§ DATASET RECORDS
-- Begin --
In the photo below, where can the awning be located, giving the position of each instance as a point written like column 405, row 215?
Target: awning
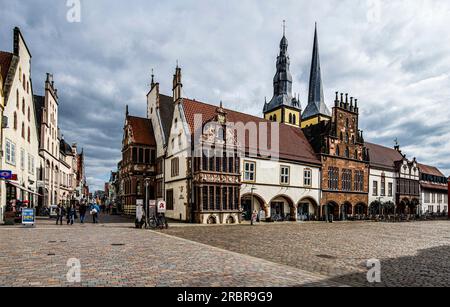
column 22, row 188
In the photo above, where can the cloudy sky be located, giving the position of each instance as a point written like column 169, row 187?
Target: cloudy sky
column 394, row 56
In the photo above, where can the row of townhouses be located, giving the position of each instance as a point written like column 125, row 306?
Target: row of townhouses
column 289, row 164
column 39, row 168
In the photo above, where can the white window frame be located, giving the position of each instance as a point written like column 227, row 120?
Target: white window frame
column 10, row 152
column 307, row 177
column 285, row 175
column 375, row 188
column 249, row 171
-- End --
-- Begin --
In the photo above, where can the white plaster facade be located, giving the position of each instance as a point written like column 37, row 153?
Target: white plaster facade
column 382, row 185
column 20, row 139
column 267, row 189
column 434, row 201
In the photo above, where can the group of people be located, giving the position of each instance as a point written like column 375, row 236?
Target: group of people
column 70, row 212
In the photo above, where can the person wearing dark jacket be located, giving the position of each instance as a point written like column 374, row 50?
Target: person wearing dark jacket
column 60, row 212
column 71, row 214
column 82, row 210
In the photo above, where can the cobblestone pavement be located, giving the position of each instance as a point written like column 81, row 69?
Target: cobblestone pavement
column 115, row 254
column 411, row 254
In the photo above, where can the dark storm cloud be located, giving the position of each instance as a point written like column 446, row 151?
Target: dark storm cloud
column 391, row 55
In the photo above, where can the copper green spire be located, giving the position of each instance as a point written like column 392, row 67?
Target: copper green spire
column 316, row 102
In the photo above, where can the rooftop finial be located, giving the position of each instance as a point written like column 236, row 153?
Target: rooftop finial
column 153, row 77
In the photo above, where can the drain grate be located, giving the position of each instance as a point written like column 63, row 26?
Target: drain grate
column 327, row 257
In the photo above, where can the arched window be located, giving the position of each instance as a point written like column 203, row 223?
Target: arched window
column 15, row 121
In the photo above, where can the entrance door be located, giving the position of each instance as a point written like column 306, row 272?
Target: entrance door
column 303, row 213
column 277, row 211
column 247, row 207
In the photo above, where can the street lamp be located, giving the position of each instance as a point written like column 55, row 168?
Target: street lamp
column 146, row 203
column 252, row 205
-- End --
§ SHORT PROBLEM
Reproduce the records word for word, starting at the line that contains "In the photo above, where can the white plaster" and ending at the line that contains "column 70, row 212", including both of those lines.

§ REPLY
In the photo above, where can the white plaster facade be located, giving the position of each instance as a point written like column 37, row 153?
Target: white plaster facade
column 382, row 185
column 20, row 139
column 267, row 189
column 434, row 201
In the photo above, where can the group of people be located, giving the position of each instance as a point written like column 375, row 236?
Target: group of people
column 70, row 212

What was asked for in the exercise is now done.